■ Stated goal ■
Print every one of the records below again, character for character, with nothing changed.

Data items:
⟨

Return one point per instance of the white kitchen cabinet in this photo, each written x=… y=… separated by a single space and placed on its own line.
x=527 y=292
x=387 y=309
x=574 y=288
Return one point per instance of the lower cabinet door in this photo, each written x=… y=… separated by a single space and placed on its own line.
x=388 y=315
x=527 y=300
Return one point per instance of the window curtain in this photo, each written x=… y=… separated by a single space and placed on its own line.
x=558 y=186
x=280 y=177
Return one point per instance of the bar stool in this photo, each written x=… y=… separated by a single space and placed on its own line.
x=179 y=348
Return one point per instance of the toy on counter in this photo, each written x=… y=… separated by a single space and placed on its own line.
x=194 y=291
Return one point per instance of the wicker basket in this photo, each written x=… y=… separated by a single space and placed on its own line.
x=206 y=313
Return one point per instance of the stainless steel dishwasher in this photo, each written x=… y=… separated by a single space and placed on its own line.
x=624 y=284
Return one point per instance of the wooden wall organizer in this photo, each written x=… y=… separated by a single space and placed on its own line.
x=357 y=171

⟩

■ Solution to the exercise ■
Return one point per instance of the white kitchen cabinet in this photo, each written x=… y=… separated by a single space and placed on its own line.
x=527 y=292
x=387 y=309
x=574 y=288
Return one point per instance of the lower cabinet door in this photo, each written x=… y=… separated by a single space and placed on its own line.
x=388 y=315
x=527 y=300
Return one point per instance of the window curtain in this photo, each written x=… y=… separated by a single space and placed on its own line.
x=558 y=186
x=280 y=177
Return one point per instance of the bar stool in this photo, each written x=… y=… separated by a single space and placed on its own line.
x=179 y=348
Return one point per instance of the toy on counter in this photo, each written x=… y=… separated by a single space and placed on its own line.
x=194 y=291
Return one point per instance of the wicker basket in this photo, each written x=… y=… separated by a single space and placed on its own line.
x=206 y=313
Return one point per instance of the stainless steel dishwasher in this photo, each written x=… y=… separated by a single space and placed on its own line.
x=624 y=284
Return one point per instance of the wooden wall organizer in this photo, each written x=… y=… separated by a single space and placed on its own line.
x=357 y=171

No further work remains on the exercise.